Exercise objective ::
Find every line in the records below that contains the word "tower", and copy each of those lines.
──────── Material for this exercise ────────
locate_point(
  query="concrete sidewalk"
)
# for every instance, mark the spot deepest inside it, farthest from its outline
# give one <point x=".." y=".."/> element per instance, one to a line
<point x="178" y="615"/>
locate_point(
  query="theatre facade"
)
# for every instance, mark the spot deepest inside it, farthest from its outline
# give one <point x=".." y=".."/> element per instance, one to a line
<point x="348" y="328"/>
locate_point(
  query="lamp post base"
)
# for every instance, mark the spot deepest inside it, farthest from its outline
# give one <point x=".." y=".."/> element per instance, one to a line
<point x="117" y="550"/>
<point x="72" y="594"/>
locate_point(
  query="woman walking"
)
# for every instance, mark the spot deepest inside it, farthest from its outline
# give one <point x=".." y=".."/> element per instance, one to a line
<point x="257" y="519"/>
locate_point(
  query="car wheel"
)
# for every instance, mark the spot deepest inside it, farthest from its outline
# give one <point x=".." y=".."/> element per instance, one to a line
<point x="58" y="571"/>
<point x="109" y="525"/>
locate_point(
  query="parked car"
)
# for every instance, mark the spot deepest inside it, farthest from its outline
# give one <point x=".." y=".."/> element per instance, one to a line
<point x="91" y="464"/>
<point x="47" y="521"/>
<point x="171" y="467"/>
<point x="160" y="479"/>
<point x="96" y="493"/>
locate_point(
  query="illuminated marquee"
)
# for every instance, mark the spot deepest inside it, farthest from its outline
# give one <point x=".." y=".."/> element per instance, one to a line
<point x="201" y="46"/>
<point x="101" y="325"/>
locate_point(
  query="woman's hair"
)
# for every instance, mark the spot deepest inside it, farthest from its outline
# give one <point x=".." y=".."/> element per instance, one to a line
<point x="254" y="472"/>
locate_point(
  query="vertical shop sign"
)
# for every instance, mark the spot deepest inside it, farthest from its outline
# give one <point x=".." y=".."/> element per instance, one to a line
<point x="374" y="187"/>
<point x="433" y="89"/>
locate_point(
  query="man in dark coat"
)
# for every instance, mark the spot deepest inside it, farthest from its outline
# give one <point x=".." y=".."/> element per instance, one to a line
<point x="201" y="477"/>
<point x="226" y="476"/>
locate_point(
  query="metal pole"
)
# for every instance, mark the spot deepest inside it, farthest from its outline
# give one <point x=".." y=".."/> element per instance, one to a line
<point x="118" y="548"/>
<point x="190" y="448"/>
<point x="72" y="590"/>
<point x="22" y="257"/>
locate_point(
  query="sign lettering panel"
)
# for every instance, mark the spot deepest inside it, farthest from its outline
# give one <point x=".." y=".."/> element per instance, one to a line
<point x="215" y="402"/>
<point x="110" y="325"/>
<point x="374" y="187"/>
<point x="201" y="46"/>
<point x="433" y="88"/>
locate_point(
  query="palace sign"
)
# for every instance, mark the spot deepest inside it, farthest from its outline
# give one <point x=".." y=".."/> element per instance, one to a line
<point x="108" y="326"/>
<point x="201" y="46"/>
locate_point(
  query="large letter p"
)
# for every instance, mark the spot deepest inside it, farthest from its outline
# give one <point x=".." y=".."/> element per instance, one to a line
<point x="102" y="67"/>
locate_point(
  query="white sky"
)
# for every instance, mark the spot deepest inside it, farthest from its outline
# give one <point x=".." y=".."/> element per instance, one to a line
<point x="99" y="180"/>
────────
──────── Material for this exercise ────────
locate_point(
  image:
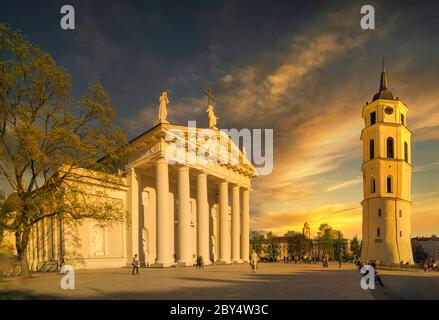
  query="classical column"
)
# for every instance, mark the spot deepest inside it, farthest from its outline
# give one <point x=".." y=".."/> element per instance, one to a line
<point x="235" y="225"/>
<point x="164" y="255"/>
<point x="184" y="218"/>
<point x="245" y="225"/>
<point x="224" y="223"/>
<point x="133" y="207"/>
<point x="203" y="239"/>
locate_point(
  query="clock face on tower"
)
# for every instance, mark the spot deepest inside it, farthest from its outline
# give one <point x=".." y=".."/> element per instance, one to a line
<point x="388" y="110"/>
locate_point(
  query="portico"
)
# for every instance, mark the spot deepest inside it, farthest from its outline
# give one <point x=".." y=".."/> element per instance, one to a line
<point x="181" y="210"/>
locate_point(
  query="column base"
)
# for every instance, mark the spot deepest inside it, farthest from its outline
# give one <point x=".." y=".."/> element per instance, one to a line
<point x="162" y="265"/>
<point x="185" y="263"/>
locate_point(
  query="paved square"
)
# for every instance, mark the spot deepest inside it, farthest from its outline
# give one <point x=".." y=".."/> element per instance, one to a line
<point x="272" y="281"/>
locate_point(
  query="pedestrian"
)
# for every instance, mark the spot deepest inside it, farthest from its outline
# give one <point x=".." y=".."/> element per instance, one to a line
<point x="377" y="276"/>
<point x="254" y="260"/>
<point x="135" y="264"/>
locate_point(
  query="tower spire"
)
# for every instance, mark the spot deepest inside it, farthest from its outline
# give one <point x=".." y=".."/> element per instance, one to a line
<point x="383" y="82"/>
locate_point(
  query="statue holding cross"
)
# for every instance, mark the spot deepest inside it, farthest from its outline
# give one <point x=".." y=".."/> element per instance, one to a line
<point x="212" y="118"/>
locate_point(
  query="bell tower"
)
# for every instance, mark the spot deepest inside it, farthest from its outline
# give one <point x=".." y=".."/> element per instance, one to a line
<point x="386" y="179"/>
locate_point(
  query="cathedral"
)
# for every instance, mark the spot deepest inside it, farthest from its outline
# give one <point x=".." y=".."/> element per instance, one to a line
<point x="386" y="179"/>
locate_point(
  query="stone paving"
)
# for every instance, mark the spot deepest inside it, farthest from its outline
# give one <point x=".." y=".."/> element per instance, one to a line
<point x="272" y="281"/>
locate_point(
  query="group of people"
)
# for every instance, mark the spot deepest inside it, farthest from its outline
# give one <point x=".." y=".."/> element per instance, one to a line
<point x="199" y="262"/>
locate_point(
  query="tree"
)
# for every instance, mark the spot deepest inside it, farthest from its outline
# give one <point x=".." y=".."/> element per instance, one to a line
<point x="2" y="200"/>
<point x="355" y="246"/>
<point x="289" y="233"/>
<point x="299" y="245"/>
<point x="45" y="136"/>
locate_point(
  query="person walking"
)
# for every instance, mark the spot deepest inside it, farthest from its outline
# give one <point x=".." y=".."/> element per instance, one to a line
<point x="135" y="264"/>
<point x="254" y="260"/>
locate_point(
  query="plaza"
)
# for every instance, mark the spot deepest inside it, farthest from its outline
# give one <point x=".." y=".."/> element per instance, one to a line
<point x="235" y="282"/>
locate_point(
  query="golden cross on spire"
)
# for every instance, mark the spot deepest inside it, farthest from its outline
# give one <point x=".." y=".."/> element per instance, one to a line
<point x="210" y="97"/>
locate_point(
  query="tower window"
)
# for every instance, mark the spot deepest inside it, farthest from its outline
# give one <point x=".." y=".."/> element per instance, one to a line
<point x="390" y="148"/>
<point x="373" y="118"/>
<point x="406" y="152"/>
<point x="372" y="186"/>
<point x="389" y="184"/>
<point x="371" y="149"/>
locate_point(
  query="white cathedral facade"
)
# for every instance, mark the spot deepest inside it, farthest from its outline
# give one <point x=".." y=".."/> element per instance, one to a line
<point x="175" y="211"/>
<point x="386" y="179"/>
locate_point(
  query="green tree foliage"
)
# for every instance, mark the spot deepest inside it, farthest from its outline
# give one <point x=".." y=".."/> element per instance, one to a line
────────
Answer to this exercise ::
  query="clock face on tower"
  query="tower spire"
  query="bell tower"
  query="tower window"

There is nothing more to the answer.